Requirement 1 »
Locate each line of the entries containing the word "light", matching case exactly, and copy those lines out.

Text excerpt »
::::::::::
[PATCH] sched_ext: Refresh idle state when kicking CPUs

Andrea Righi posted 1 patch 1 year, 1 month ago
kernel/sched/ext.c | 18 +++++++++++++++++-
1 file changed, 17 insertions(+), 1 deletion(-)
[PATCH] sched_ext: Refresh idle state when kicking CPUs
Posted by Andrea Righi 1 year, 1 month ago
Selecting an idle CPU and marking it as busy without directly
dispatching a task can lead to scheduling inefficiencies, as the CPU
remains incorrectly marked as busy (even if it returns back to an idle
state), making it ineligible for selection in ops.select_cpu() and
similar operations.

This results in suboptimal core utilization, see for example [1]. This
issue was introduced by the pick_next_task() refactoring, where the
in-kernel CPU idle state is now updated only during transitions between
non-idle and idle tasks. Previously, it was refreshed during every idle
task cycle as part of the put_prev_task() call.

To address this, update the idle state when a CPU is kicked from idle,
provided no task is queued to the local DSQ. This ensures the CPU is
correctly marked as idle when not running tasks, avoiding scheduling
bubbles and maintaining efficient core utilization.

[1] https://github.com/sched-ext/scx/pull/1139

Fixes: 7c65ae81ea86 ("sched_ext: Don't call put_prev_task_scx() before picking the next task")
Signed-off-by: Andrea Righi <arighi@nvidia.com>
---
 kernel/sched/ext.c | 18 +++++++++++++++++-
 1 file changed, 17 insertions(+), 1 deletion(-)

diff --git a/kernel/sched/ext.c b/kernel/sched/ext.c
index 926579624c41..bdee66e7b353 100644
--- a/kernel/sched/ext.c
+++ b/kernel/sched/ext.c
@@ -6079,6 +6079,19 @@ static bool can_skip_idle_kick(struct rq *rq)
 	return !is_idle_task(rq->curr) && !(rq->scx.flags & SCX_RQ_IN_BALANCE);
 }
 
+static void refresh_idle_state_on_kick(struct rq *rq)
::::::::::
Requirement 2 »
According to the sched_ext patch above, why does selecting an idle CPU and marking it busy without directly dispatching a task lead to scheduling inefficiencies? Answer in one to three sentences.

Point labeling dataset excerpts
::::::::::
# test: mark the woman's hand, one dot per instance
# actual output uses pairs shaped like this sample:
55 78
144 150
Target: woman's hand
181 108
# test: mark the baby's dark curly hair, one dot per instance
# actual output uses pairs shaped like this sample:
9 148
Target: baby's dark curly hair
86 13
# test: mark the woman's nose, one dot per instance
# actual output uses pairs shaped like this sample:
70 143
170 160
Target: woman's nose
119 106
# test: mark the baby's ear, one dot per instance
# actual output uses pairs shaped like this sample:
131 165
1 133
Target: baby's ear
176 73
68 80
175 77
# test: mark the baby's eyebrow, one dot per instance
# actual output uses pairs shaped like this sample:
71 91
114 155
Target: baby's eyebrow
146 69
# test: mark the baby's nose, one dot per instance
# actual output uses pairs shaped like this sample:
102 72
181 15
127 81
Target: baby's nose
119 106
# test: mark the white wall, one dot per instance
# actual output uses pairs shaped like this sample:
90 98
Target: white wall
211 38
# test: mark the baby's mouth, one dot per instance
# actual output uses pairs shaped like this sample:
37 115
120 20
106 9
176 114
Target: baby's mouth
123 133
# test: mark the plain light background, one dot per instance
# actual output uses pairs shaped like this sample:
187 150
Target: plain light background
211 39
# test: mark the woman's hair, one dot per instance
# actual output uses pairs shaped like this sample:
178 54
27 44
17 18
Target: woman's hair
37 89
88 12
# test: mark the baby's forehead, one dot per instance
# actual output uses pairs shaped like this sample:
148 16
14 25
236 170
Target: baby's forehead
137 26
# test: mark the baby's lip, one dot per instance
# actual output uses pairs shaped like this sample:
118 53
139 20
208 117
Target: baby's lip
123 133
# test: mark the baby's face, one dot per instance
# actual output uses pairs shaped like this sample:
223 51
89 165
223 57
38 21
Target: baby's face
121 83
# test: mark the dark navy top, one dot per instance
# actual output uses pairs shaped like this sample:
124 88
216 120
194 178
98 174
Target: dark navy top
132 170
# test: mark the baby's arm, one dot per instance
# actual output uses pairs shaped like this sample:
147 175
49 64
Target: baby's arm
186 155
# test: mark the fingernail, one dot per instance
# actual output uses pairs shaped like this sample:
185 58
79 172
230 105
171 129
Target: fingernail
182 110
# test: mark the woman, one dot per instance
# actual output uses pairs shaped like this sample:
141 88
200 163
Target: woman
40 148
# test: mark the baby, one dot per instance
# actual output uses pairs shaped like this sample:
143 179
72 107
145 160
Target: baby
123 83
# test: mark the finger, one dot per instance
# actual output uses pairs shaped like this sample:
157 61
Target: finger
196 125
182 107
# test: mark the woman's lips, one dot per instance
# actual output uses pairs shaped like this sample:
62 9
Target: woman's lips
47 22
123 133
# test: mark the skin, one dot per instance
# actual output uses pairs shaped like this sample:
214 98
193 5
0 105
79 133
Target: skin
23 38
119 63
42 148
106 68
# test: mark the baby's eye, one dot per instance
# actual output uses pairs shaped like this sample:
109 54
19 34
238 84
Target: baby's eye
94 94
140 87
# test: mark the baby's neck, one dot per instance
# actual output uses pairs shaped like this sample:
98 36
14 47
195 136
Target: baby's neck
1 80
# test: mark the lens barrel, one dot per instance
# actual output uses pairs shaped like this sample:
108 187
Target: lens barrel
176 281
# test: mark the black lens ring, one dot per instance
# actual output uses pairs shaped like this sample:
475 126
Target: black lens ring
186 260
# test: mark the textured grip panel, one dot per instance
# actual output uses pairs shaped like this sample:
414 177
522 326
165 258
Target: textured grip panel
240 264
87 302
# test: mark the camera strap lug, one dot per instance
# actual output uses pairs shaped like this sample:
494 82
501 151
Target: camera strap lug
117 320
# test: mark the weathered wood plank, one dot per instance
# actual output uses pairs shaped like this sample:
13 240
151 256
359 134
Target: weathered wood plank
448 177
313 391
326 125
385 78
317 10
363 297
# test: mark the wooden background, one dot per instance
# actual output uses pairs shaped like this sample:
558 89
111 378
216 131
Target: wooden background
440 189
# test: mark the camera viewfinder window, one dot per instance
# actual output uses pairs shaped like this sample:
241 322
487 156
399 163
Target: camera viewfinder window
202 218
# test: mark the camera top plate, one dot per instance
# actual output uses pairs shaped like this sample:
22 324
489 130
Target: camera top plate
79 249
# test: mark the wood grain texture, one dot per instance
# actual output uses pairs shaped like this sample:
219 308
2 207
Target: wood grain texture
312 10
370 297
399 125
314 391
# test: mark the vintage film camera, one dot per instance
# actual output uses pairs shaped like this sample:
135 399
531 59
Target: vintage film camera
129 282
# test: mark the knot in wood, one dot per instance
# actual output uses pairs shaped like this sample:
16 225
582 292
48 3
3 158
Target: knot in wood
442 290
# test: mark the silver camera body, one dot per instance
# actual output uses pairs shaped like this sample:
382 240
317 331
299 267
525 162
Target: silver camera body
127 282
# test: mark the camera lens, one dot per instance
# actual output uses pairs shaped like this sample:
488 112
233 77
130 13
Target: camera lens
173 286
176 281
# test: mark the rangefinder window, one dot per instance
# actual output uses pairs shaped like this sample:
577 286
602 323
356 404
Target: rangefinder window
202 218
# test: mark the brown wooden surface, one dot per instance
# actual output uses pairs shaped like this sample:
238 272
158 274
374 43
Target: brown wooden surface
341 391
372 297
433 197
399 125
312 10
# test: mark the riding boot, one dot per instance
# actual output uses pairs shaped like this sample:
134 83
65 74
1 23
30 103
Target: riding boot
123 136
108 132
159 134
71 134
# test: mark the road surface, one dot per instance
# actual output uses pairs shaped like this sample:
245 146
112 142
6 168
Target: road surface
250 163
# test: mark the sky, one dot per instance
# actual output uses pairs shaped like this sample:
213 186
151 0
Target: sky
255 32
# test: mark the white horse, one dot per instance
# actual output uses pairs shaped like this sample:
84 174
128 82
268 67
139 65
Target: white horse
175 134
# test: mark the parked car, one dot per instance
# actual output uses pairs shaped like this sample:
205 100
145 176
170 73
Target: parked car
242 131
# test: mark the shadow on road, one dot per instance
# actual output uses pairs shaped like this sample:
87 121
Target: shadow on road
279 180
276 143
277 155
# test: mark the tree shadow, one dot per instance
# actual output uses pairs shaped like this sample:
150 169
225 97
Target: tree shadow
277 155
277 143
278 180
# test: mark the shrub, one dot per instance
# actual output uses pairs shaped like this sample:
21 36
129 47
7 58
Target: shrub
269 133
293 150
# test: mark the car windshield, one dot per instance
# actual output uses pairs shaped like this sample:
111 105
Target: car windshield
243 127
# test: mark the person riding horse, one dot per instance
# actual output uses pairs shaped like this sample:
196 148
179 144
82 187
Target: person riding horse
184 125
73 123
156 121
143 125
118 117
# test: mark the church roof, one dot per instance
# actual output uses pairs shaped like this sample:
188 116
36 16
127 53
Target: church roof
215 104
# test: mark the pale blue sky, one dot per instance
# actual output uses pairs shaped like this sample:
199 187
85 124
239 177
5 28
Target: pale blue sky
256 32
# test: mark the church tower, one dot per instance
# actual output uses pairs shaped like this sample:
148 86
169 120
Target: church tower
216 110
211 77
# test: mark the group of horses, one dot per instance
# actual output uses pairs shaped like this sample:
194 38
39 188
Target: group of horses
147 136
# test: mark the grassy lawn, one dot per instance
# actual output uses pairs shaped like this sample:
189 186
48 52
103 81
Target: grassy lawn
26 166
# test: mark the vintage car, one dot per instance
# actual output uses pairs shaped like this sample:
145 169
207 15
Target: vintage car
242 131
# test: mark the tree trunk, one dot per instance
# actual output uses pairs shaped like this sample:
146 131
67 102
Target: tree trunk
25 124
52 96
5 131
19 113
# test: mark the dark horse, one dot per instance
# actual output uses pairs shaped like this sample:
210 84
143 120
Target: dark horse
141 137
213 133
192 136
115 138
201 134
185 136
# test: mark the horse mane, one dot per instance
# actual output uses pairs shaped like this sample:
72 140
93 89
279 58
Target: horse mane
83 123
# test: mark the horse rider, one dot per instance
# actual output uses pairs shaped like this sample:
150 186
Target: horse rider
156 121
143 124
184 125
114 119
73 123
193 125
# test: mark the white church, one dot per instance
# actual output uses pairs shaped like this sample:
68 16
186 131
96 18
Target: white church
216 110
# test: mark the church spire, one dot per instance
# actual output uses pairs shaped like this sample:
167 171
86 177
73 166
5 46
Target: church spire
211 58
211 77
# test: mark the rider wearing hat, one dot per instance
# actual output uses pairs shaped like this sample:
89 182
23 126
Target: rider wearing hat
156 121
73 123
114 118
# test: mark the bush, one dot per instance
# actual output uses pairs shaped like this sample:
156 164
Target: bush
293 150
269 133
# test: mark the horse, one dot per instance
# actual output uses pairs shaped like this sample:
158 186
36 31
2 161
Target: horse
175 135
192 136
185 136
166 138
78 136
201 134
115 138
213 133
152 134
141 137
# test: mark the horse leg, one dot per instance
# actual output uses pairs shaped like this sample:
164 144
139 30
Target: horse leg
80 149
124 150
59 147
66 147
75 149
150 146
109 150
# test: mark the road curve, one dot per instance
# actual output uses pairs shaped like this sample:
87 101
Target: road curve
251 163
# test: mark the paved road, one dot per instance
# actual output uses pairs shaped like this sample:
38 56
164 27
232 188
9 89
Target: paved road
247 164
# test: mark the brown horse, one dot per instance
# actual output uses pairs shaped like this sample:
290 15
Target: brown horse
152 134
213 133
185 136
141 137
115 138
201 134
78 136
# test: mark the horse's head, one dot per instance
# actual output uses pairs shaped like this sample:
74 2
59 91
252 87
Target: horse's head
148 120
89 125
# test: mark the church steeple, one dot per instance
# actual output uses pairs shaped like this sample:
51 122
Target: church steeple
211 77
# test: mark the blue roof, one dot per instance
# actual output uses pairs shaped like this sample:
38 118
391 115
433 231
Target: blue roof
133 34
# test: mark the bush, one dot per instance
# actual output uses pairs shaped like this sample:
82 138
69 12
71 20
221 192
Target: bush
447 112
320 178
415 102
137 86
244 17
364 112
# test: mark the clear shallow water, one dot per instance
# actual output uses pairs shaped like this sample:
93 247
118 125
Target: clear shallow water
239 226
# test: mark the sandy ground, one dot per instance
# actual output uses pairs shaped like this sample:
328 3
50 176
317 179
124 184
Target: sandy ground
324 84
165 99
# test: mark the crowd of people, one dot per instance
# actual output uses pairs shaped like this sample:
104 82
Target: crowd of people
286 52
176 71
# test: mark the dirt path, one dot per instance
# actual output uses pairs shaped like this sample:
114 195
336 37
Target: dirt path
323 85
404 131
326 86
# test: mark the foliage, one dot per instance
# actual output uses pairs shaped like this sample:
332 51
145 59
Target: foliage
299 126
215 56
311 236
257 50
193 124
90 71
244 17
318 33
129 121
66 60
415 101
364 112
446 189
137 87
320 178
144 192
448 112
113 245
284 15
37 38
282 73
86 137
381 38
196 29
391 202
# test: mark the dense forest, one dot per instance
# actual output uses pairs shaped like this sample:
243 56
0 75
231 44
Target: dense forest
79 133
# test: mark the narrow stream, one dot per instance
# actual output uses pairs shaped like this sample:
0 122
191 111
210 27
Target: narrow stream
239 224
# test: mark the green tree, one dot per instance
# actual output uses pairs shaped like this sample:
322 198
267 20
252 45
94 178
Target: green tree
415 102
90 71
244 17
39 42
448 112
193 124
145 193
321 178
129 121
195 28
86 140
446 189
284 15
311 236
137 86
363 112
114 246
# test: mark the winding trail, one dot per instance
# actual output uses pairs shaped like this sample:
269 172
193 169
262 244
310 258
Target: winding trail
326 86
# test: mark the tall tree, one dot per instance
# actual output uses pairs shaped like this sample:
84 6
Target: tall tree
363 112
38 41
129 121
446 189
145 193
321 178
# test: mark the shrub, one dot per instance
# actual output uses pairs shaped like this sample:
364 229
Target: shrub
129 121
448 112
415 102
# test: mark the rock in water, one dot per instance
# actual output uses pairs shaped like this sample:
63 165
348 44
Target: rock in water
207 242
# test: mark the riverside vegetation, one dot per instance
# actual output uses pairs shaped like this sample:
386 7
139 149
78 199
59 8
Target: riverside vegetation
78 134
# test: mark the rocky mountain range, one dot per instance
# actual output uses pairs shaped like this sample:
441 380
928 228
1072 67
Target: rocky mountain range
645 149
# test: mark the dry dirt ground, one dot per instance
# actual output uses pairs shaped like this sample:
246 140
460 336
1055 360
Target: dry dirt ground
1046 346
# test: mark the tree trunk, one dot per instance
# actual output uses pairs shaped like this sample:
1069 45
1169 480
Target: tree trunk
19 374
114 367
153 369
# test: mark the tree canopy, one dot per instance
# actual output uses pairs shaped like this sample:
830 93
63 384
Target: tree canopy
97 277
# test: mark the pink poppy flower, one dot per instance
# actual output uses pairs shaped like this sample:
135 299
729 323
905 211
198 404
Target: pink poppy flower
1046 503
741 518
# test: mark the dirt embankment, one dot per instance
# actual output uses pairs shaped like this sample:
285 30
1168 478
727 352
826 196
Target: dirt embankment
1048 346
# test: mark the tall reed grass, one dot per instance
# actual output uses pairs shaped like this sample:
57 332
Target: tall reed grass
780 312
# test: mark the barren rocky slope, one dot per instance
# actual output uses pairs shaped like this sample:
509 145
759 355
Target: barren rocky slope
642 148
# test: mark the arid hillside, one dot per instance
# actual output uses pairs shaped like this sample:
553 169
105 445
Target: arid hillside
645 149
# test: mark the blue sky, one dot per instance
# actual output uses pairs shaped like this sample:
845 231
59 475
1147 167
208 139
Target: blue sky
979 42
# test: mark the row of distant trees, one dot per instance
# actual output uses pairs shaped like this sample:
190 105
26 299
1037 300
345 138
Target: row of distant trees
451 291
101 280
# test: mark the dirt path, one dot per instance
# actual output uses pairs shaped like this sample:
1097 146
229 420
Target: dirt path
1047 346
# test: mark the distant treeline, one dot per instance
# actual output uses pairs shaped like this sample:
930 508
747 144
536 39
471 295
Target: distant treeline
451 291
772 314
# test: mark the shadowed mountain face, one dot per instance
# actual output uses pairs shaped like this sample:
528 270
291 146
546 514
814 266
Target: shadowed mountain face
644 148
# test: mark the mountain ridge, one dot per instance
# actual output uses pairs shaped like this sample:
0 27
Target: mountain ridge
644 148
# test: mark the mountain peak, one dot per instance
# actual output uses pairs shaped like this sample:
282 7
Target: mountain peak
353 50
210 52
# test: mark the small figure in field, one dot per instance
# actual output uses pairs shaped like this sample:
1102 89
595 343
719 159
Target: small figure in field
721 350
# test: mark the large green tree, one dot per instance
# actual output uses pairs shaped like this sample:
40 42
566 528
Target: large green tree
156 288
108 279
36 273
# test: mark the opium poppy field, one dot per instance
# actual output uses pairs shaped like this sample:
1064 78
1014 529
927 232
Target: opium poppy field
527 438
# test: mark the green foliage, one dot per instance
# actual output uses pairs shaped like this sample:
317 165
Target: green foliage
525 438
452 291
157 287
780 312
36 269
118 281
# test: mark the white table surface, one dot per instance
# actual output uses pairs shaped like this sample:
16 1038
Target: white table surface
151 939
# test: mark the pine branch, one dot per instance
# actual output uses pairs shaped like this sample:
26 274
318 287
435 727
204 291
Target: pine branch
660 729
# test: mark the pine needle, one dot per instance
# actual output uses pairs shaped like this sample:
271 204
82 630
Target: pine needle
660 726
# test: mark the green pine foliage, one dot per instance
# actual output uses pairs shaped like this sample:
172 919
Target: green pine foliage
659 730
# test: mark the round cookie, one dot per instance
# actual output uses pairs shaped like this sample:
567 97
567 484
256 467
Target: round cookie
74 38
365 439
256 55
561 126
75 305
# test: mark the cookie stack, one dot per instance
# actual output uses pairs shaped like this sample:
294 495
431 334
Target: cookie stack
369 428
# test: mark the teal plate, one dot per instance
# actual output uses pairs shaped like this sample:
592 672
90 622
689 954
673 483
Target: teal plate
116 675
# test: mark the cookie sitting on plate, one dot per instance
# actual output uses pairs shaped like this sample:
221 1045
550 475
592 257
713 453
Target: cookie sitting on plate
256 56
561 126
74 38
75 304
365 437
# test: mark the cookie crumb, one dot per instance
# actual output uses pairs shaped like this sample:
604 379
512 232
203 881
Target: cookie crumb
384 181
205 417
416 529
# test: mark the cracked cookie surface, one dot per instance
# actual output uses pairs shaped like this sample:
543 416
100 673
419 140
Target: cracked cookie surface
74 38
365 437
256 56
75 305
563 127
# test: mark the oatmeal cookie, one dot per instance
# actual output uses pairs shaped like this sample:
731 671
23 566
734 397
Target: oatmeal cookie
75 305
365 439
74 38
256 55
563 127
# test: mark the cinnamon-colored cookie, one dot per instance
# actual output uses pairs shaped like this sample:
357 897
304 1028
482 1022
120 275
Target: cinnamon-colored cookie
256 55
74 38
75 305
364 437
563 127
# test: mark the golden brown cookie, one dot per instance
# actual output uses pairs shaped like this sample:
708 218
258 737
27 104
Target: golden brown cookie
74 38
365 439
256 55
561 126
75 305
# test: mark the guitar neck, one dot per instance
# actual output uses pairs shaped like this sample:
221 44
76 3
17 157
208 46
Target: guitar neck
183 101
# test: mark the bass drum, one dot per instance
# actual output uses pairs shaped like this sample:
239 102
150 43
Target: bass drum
::::::::::
Exercise result 1 »
# test: mark the plain light background, one dot per instance
Target: plain light background

Exercise result 2 »
The CPU stays incorrectly marked as busy even after it returns to an idle state. That makes it ineligible for selection in ops.select_cpu() and similar operations, which results in suboptimal core utilization.